DATA FOR PROCESSING:
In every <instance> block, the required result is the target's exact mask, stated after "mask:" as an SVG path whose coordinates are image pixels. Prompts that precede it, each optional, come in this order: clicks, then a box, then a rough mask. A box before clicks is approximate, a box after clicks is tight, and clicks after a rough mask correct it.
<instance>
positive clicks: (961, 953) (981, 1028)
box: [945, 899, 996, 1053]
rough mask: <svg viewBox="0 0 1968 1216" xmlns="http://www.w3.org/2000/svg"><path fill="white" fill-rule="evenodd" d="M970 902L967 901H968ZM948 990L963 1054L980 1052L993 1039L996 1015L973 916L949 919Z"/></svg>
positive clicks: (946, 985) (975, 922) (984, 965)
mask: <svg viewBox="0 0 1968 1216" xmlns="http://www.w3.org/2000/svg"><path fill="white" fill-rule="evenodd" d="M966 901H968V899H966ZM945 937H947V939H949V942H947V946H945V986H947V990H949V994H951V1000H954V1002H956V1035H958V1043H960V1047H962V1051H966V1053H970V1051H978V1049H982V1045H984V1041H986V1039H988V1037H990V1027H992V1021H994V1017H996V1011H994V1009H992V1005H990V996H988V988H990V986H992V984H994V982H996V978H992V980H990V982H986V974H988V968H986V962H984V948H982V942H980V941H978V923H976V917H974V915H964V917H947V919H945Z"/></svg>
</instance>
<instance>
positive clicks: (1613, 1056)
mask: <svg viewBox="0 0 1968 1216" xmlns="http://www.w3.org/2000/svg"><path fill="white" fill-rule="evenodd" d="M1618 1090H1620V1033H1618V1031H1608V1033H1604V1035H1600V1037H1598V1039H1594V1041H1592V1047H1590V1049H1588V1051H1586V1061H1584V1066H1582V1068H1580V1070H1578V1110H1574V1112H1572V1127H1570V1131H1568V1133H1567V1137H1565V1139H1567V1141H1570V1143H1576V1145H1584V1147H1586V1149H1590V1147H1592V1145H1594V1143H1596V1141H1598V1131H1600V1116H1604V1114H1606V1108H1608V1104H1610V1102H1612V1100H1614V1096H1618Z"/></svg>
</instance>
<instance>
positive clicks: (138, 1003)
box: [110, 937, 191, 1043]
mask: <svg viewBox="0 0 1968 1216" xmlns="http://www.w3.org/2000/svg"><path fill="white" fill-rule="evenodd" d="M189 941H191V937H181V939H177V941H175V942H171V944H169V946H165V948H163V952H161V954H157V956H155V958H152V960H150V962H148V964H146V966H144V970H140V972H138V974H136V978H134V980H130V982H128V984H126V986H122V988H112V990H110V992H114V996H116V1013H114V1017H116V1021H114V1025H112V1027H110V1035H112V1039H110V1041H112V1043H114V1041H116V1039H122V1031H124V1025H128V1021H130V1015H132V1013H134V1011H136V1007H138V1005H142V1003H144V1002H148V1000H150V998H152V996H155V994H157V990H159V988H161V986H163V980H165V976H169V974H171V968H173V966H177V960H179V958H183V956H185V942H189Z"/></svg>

TASK DETAILS:
Extract every line of the entries above verbatim, leaving nothing out and changing nothing.

EXPECTED ANSWER:
In every <instance> block, the required result is the target's exact mask, stated after "mask:" as an SVG path whose coordinates are image pixels. Prompts that precede it, each optional, come in this order: clicks, then a box, then a rough mask. A box before clicks is approximate, a box after clicks is tight, and clicks after a rough mask correct it.
<instance>
positive clicks: (961, 953) (981, 1028)
box: [945, 899, 996, 1053]
rough mask: <svg viewBox="0 0 1968 1216" xmlns="http://www.w3.org/2000/svg"><path fill="white" fill-rule="evenodd" d="M970 902L967 901H968ZM948 990L963 1054L980 1052L993 1039L996 1015L973 916L949 919Z"/></svg>
positive clicks: (946, 985) (975, 922) (984, 965)
mask: <svg viewBox="0 0 1968 1216" xmlns="http://www.w3.org/2000/svg"><path fill="white" fill-rule="evenodd" d="M966 901H968V899H966ZM945 937H947V939H949V942H947V946H945V986H947V990H949V994H951V1000H954V1002H956V1035H958V1043H960V1047H962V1051H966V1053H970V1051H978V1049H982V1045H984V1041H986V1039H988V1037H990V1027H992V1021H994V1017H996V1011H994V1009H992V1005H990V996H988V988H990V986H992V984H994V982H996V978H992V980H990V982H986V974H988V968H986V962H984V948H982V942H980V941H978V923H976V917H974V915H964V917H947V919H945Z"/></svg>
</instance>
<instance>
positive clicks: (1613, 1056)
mask: <svg viewBox="0 0 1968 1216" xmlns="http://www.w3.org/2000/svg"><path fill="white" fill-rule="evenodd" d="M1618 1090H1620V1033H1618V1031H1608V1033H1604V1035H1600V1037H1598V1039H1594V1041H1592V1047H1590V1049H1588V1051H1586V1061H1584V1066H1582V1068H1580V1070H1578V1110H1574V1112H1572V1127H1570V1131H1568V1133H1567V1137H1565V1139H1567V1141H1570V1143H1576V1145H1584V1147H1586V1149H1590V1147H1592V1145H1594V1143H1596V1141H1598V1131H1600V1116H1604V1114H1606V1108H1608V1104H1610V1102H1612V1100H1614V1096H1618Z"/></svg>
</instance>
<instance>
positive clicks: (138, 1003)
box: [110, 937, 191, 1043]
mask: <svg viewBox="0 0 1968 1216" xmlns="http://www.w3.org/2000/svg"><path fill="white" fill-rule="evenodd" d="M189 941H191V937H181V939H177V941H175V942H171V944H169V946H165V948H163V952H161V954H157V956H155V958H152V960H150V962H148V964H146V966H144V970H140V972H138V974H136V978H134V980H130V982H128V984H126V986H122V988H112V990H110V992H114V996H116V1013H114V1017H116V1021H114V1025H112V1027H110V1035H112V1039H110V1041H112V1043H114V1041H116V1039H122V1031H124V1025H128V1021H130V1015H132V1013H134V1011H136V1007H138V1005H142V1003H144V1002H148V1000H150V998H152V996H155V994H157V990H159V988H161V986H163V980H165V976H169V974H171V968H173V966H177V960H179V958H183V956H185V942H189Z"/></svg>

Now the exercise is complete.